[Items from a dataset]

----

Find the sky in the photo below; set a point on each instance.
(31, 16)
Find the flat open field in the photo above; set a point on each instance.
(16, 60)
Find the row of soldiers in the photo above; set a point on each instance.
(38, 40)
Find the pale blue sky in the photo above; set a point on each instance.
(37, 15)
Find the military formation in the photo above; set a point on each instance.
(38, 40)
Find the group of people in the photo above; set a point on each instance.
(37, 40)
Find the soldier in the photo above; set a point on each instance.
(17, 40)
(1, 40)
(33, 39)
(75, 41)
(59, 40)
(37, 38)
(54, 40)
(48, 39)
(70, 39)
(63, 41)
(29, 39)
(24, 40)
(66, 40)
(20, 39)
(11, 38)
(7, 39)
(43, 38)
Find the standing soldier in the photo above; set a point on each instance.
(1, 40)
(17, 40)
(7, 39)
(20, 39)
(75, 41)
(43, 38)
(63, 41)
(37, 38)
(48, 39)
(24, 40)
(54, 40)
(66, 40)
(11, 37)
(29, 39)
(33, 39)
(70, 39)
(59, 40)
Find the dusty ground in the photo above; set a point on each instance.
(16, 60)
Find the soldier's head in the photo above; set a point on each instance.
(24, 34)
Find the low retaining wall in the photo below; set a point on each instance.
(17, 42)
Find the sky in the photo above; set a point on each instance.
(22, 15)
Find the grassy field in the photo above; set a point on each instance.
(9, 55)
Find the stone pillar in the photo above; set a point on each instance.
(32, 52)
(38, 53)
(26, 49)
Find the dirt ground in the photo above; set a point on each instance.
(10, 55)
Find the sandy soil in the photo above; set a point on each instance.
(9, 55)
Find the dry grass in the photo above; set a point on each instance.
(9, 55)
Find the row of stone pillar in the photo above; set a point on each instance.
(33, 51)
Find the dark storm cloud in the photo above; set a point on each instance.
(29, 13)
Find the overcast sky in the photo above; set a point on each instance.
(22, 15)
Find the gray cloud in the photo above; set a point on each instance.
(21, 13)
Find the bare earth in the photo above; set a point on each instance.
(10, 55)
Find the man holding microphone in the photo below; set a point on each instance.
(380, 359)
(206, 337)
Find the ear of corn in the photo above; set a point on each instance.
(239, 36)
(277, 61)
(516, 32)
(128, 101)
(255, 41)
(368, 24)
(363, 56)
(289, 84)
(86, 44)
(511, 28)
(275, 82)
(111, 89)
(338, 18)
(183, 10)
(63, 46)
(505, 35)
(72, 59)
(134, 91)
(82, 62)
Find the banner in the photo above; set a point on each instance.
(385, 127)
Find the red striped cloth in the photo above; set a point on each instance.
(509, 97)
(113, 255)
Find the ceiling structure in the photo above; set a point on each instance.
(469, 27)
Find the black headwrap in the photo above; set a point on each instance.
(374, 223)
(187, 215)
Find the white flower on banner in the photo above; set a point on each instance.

----

▸ **SHORT PROBLEM**: Edit the records above so that "set a point" becomes "place a marker" throughout, keeping everything else the same.

▸ **EXERCISE RESULT**:
Find the sky in the photo below; place a marker on each instance.
(31, 16)
Find the flat open field in the photo above; place a marker on each instance.
(16, 60)
Find the row of soldiers in the photo above; place a marker on each instance.
(38, 40)
Find the pale blue sky in the photo above; place a marker on each instance.
(37, 15)
Find the military formation in the photo above; place a marker on each instance.
(38, 40)
Find the group of people in the photo above; place a marker on each instance.
(37, 40)
Find the soldier in the photo above; place a marker on each instance.
(17, 40)
(1, 40)
(33, 39)
(75, 41)
(59, 40)
(37, 38)
(54, 40)
(48, 39)
(70, 39)
(63, 41)
(29, 39)
(24, 40)
(66, 40)
(20, 39)
(11, 38)
(7, 39)
(43, 38)
Find the standing soldier in the photo above; place a marker on each instance.
(1, 40)
(17, 40)
(7, 39)
(20, 39)
(75, 41)
(43, 38)
(63, 41)
(37, 38)
(48, 39)
(24, 40)
(54, 40)
(66, 40)
(11, 37)
(29, 39)
(33, 39)
(70, 39)
(59, 40)
Find the dusty ground in the photo above; place a marker on each instance.
(16, 60)
Find the soldier's head in the photo above; place a marker on each instance.
(24, 34)
Find the low retaining wall in the photo below; place a marker on each instance.
(17, 42)
Find the sky in the photo above; place a marker on each instance.
(22, 15)
Find the grassy field in the photo above; place a marker on each instance.
(9, 55)
Find the stone pillar in the photo above; place a marker on each instance.
(32, 52)
(38, 53)
(26, 49)
Find the dirt ground in the photo above; place a marker on each instance.
(10, 55)
Find the sandy soil in the photo above; place a marker on each instance.
(9, 55)
Find the dry grass in the photo above; place a marker on each instance.
(9, 55)
Find the row of stone pillar in the photo above; place a marker on each instance.
(33, 51)
Find the dark storm cloud in the photo above; place a marker on each instance.
(29, 13)
Find the overcast sky in the photo above; place a marker on each instance.
(22, 15)
Find the gray cloud in the photo above; place a marker on each instance.
(21, 13)
Find the bare earth in the photo above; place a marker on each instance.
(10, 55)
Find the man holding microphone in the photo below; place a marker on each instance.
(380, 359)
(206, 337)
Find the ear of corn in the photo above; place a marker on each instance.
(239, 36)
(277, 61)
(516, 32)
(128, 101)
(255, 41)
(368, 24)
(363, 56)
(289, 84)
(86, 44)
(511, 28)
(275, 82)
(111, 89)
(338, 18)
(183, 10)
(63, 46)
(505, 35)
(72, 59)
(134, 91)
(82, 62)
Find the banner in the photo above; place a marker on each instance.
(385, 127)
Find the red striped cloth in the photo above; place a marker on each instance.
(509, 97)
(113, 255)
Find the ceiling structure in the photo above; place a marker on each instance.
(469, 27)
Find the black headwrap in the photo above; place a marker on each instance.
(374, 223)
(187, 215)
Find the white flower on banner in the photo above; place a marker on each instance.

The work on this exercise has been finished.